» **EXERCISE DATA**
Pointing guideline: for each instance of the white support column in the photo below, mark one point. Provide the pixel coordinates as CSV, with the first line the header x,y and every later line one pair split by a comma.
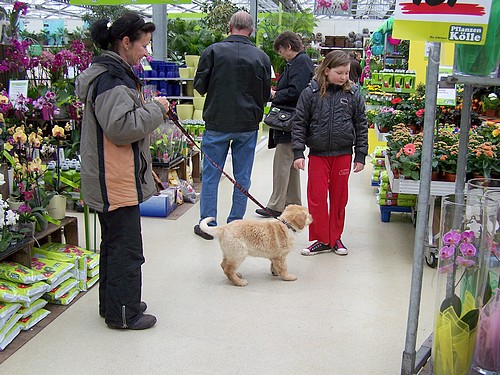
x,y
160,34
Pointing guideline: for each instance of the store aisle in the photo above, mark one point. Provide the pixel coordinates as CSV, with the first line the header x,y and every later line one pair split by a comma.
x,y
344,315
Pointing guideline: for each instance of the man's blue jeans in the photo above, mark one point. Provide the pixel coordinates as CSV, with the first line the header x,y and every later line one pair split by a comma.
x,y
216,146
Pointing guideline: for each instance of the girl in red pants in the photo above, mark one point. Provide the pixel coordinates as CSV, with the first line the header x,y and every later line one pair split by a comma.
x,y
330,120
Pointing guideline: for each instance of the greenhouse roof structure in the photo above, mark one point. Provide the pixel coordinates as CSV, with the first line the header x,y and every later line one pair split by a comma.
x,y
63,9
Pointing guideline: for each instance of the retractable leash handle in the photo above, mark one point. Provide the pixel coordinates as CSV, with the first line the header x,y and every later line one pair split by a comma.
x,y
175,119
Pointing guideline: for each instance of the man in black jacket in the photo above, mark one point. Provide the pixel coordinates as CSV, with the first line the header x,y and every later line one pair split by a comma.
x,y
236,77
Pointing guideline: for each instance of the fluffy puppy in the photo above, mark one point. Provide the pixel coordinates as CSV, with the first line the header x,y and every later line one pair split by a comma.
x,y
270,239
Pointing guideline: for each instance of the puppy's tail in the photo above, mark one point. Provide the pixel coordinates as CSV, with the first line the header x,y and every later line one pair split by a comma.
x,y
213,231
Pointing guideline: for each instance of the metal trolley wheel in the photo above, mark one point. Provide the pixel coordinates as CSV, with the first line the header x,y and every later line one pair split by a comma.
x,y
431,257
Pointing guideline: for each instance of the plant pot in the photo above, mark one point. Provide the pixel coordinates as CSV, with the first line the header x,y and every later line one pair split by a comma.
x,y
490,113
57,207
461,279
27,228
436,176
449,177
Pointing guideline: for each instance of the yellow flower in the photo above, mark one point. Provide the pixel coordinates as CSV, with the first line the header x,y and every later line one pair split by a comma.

» **EXERCISE**
Your answer must be an exact repeat of the records above, with no pictures in it.

» **RESULT FOR THIS TASK**
Pointing guideline: for each instance of the white support column in the photo below, mark one point. Provide the pixel coordinates as CSV, with the first line the header x,y and every later line one pair split by a comma.
x,y
160,34
Pointing guideline: for each instance of the store aisle in the photo above, mark one point. Provide the pixel coordinates as CSV, with the first line the header x,y and every later line one pair split by a comma.
x,y
344,315
Pointing guideline: for each instance of the man's blue jeans in the photo above, mark one point. Provide the pixel coordinates as CSV, with the first line the header x,y and every later line one pair split by a comma.
x,y
216,146
Pointing guideline: for each instance of the girl in red pants in the photo above, mark one point. Provide the pixel coordinates as CSV, with the first line the header x,y and every later line one pair split by a comma.
x,y
330,120
Pointing guideline: for each instance of the greenhouse roof structure in the photo above, mark one point. Provide the pixel coordinates as CSV, with the first line the header x,y and every later line one pair split by a comma.
x,y
63,9
Pointing guideline: for each instance of the retractable leash handle in the photo above, mark one point. Provide the pixel coordinates as CSV, with the first line the header x,y and every later line one pair split by a comma.
x,y
175,119
Pointing guideline: for each instance of the man in black jacket in the photo above, mark one point. Provide the pixel coordinates as CSV, with the first line the header x,y and every later line one pair split by a comma.
x,y
236,77
Pointing guideline: for each instance of the fluffy puppy in the photo above, mark one point. Provide the pixel coordinates as CSV, with the first line the header x,y and every later line one pair split by a comma.
x,y
270,239
Pointing guideline: for each instance of the puppy's tail in the photo above, mark one point. Provide the pixel coordinates as CSV, with the first line the header x,y and every later line one pair split by a comma.
x,y
213,231
Pointing guideline: for each instance of the metal trolley wheel in the photo above, mark one point. Provide the pixel coordinates as CSV, with the first line the header x,y and every later line one pair split by a comma.
x,y
431,257
Pointing guideline: for each instance of the plant pot in the photo above, mark one point. Provide the pixel coordinates as CSV, with the first line the header x,y and every later line one pair split by a comma.
x,y
490,113
57,207
461,279
27,228
436,176
449,177
Pointing guideline: for each instance of the yellow flower in the photo above, mark one point. Provide the pixel coordinates as CSV, with the first line the header x,y and every later line one pair split by a comma.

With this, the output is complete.